====== Текст для чтения

Как же связаны между собой смысл и значение? Фреге трактует смысл как «способ представления» или «задания» предмета, обозначаемого именем, т. е. смысл указывает путь к значению имени. Поскольку один и тот же предмет может обозначаться разными именами, он может иметь разные способы представления. Вместе с тем, полагает Фреге, каждое имя может обозначать только один предмет, и смысл этого имени должен однозначно задавать данный предмет, т. е. никакие два имени не могут обладать одним и тем же смыслом, но разными значениями. Более того, имя не может не иметь смысла, хотя у него может и не быть значения, однако подобные «пустые» имена Фреге считал недопустимыми в языке науки и свой формальный язык строил таким образом, чтобы в нем все имена имели своих носителей.
Поскольку создаваемый Фреге формальный язык содержит сложные выражения, образуемые из простых (или исходных) терминов, то он рассматривает, как соотносятся части и целое в сложных выражениях в свете проведенного им различия между смыслом и значением, и формулирует следующую функциональную зависимость: значение сложного выражения есть функция от значения входящих в него частей, а смысл сложного выражения есть, соответственно, функция от смыслов этих частей. Более того, значение целого однозначным образом зависит от значения его частей, и если какая-либо часть лишена значения, то и целое лишено его. Так, согласно Фреге, предложения с пустыми именами не имеют истинностного значения.

============
====== Набор данных

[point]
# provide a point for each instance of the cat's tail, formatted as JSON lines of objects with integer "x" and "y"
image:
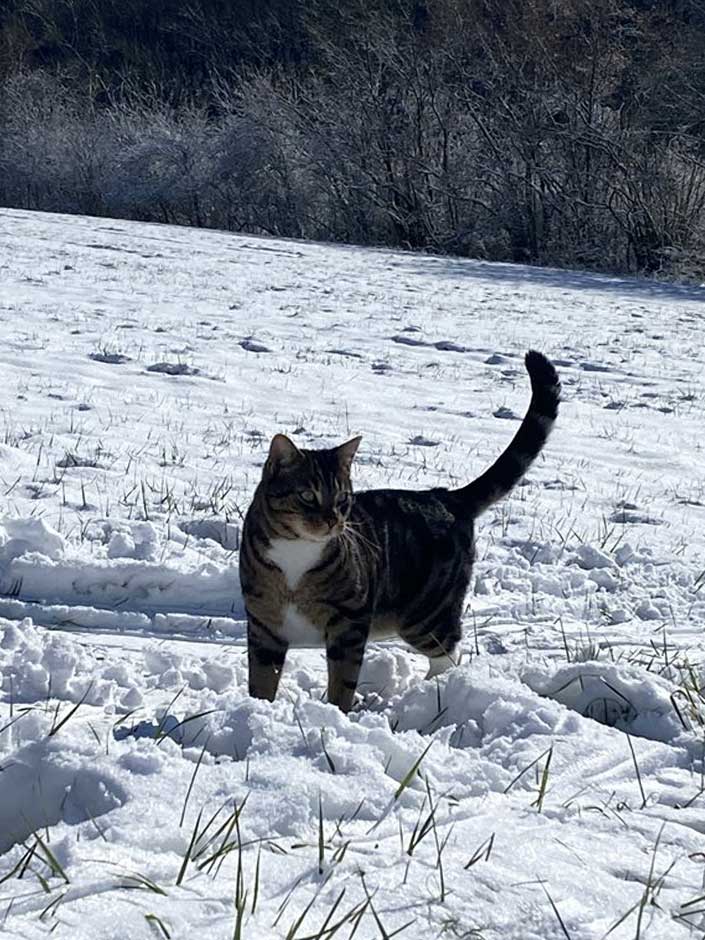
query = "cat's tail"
{"x": 527, "y": 443}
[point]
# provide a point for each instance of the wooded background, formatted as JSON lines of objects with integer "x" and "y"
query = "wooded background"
{"x": 569, "y": 133}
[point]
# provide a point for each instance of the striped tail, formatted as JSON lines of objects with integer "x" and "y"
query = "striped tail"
{"x": 527, "y": 443}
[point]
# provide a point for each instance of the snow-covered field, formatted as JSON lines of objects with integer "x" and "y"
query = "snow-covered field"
{"x": 549, "y": 786}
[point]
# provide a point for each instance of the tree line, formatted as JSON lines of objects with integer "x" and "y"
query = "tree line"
{"x": 561, "y": 132}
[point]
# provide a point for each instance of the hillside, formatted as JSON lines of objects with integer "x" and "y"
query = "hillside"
{"x": 549, "y": 786}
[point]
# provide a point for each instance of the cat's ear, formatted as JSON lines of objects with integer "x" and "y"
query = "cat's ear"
{"x": 282, "y": 452}
{"x": 347, "y": 451}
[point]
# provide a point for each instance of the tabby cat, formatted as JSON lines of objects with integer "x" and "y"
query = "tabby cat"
{"x": 320, "y": 566}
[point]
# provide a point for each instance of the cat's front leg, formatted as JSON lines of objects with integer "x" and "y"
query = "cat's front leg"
{"x": 345, "y": 650}
{"x": 266, "y": 653}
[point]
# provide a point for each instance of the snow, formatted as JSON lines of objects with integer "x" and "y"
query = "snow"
{"x": 547, "y": 785}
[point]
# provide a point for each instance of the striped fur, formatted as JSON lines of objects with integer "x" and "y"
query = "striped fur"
{"x": 319, "y": 566}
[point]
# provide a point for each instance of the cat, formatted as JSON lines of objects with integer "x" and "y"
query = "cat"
{"x": 321, "y": 566}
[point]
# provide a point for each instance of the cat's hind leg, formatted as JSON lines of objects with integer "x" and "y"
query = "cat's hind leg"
{"x": 437, "y": 639}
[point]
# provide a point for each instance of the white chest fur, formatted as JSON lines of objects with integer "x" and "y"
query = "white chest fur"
{"x": 294, "y": 557}
{"x": 298, "y": 629}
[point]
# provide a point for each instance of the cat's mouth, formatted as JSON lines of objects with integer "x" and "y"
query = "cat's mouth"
{"x": 322, "y": 533}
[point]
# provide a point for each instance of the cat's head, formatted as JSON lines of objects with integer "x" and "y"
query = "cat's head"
{"x": 308, "y": 492}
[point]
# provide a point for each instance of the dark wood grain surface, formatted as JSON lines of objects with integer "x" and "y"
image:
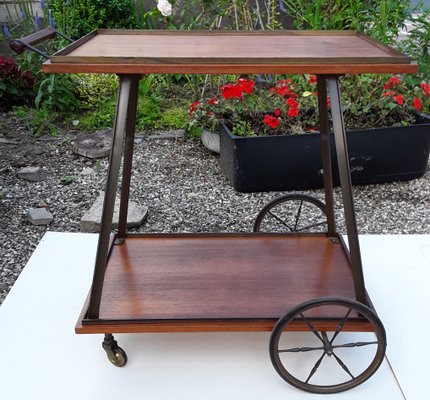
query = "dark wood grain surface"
{"x": 220, "y": 276}
{"x": 140, "y": 51}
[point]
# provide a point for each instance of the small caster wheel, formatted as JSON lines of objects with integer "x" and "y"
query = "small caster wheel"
{"x": 116, "y": 355}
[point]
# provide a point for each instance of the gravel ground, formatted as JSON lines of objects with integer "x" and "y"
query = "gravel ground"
{"x": 180, "y": 182}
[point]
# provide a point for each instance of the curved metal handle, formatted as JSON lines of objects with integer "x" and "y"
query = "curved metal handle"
{"x": 19, "y": 45}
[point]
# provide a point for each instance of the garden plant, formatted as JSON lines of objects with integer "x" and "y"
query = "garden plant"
{"x": 88, "y": 102}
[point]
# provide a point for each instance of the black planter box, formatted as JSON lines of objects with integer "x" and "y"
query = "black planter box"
{"x": 293, "y": 162}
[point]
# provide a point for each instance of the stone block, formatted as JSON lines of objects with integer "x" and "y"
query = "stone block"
{"x": 33, "y": 174}
{"x": 39, "y": 216}
{"x": 94, "y": 145}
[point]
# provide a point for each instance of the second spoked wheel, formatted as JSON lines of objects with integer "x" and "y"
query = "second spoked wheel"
{"x": 343, "y": 344}
{"x": 292, "y": 213}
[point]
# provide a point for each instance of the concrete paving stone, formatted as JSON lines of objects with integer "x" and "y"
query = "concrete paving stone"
{"x": 91, "y": 220}
{"x": 33, "y": 174}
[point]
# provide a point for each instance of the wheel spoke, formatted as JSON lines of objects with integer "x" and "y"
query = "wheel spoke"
{"x": 299, "y": 212}
{"x": 279, "y": 219}
{"x": 300, "y": 349}
{"x": 311, "y": 226}
{"x": 344, "y": 367}
{"x": 312, "y": 328}
{"x": 341, "y": 325}
{"x": 315, "y": 368}
{"x": 354, "y": 344}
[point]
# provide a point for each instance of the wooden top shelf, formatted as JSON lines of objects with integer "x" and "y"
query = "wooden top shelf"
{"x": 141, "y": 51}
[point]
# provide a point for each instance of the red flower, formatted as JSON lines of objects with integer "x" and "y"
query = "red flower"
{"x": 231, "y": 91}
{"x": 246, "y": 85}
{"x": 28, "y": 78}
{"x": 7, "y": 66}
{"x": 312, "y": 79}
{"x": 291, "y": 102}
{"x": 426, "y": 89}
{"x": 193, "y": 107}
{"x": 399, "y": 99}
{"x": 416, "y": 103}
{"x": 283, "y": 89}
{"x": 284, "y": 82}
{"x": 392, "y": 82}
{"x": 270, "y": 121}
{"x": 293, "y": 112}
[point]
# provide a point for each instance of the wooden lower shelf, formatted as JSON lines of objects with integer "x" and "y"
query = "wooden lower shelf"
{"x": 215, "y": 282}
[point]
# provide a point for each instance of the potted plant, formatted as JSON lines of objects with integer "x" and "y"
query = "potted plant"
{"x": 269, "y": 136}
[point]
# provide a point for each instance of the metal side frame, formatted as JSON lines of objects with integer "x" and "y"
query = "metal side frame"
{"x": 125, "y": 121}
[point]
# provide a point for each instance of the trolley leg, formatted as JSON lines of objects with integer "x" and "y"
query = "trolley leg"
{"x": 127, "y": 82}
{"x": 346, "y": 186}
{"x": 325, "y": 154}
{"x": 128, "y": 159}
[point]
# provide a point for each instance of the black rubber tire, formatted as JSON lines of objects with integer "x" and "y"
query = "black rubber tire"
{"x": 295, "y": 197}
{"x": 297, "y": 313}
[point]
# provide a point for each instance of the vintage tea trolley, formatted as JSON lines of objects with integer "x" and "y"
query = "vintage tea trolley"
{"x": 301, "y": 277}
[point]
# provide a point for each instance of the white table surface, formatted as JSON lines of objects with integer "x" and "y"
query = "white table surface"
{"x": 42, "y": 358}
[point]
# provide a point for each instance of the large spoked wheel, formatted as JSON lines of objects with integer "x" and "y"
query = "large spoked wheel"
{"x": 331, "y": 356}
{"x": 292, "y": 213}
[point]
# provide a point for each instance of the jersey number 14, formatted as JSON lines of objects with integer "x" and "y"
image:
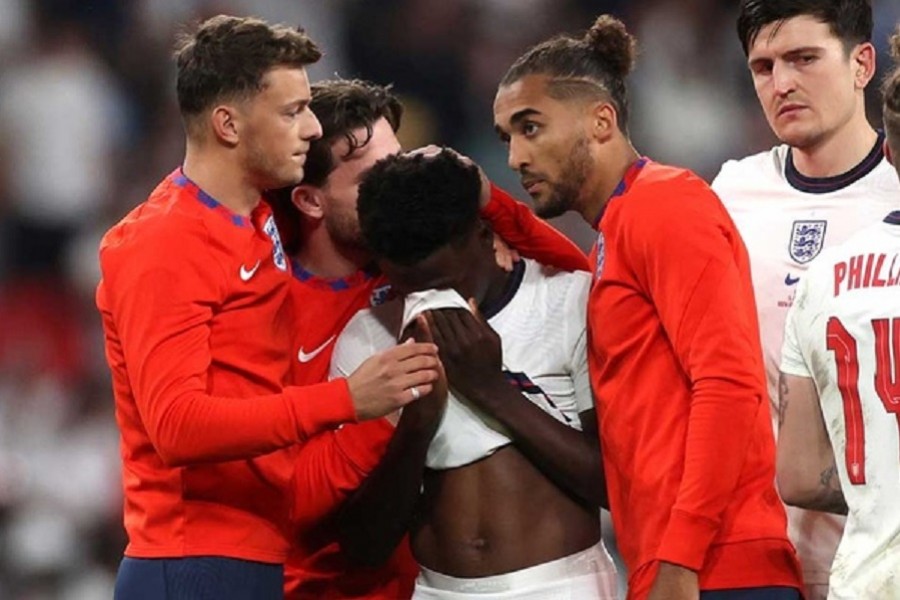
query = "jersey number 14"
{"x": 887, "y": 384}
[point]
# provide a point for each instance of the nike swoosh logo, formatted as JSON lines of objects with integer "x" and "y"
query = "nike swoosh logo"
{"x": 246, "y": 273}
{"x": 308, "y": 356}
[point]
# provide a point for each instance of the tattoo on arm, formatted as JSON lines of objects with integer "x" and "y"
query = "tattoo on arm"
{"x": 830, "y": 498}
{"x": 783, "y": 392}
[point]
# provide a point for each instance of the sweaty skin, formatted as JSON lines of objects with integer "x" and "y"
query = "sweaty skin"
{"x": 497, "y": 515}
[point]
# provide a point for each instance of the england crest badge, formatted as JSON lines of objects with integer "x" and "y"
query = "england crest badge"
{"x": 807, "y": 238}
{"x": 278, "y": 255}
{"x": 601, "y": 256}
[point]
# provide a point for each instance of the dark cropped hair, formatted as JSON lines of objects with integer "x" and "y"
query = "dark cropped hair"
{"x": 891, "y": 92}
{"x": 342, "y": 107}
{"x": 850, "y": 20}
{"x": 596, "y": 64}
{"x": 227, "y": 57}
{"x": 411, "y": 206}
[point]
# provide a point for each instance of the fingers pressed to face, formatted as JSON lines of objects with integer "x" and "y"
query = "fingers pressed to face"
{"x": 410, "y": 396}
{"x": 411, "y": 348}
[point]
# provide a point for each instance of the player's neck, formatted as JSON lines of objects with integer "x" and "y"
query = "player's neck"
{"x": 217, "y": 175}
{"x": 500, "y": 282}
{"x": 320, "y": 255}
{"x": 836, "y": 154}
{"x": 601, "y": 184}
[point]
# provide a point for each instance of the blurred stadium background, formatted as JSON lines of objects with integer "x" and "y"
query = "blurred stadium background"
{"x": 88, "y": 125}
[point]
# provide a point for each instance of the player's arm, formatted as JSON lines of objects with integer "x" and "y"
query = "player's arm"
{"x": 684, "y": 257}
{"x": 332, "y": 465}
{"x": 529, "y": 235}
{"x": 470, "y": 351}
{"x": 806, "y": 468}
{"x": 376, "y": 517}
{"x": 163, "y": 304}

============

Ваше задание:
Воспроизведите текст о Фреге целиком, от «Поскольку создаваемый Фреге» и до «имеют истинностного значения.», поменяв «формальный язык» на «искусственный язык».

Выполненное задание:
Поскольку создаваемый Фреге искусственный язык содержит сложные выражения, образуемые из простых (или исходных) терминов, то он рассматривает, как соотносятся части и целое в сложных выражениях в свете проведенного им различия между смыслом и значением, и формулирует следующую функциональную зависимость: значение сложного выражения есть функция от значения входящих в него частей, а смысл сложного выражения есть, соответственно, функция от смыслов этих частей. Более того, значение целого однозначным образом зависит от значения его частей, и если какая-либо часть лишена значения, то и целое лишено его. Так, согласно Фреге, предложения с пустыми именами не имеют истинностного значения.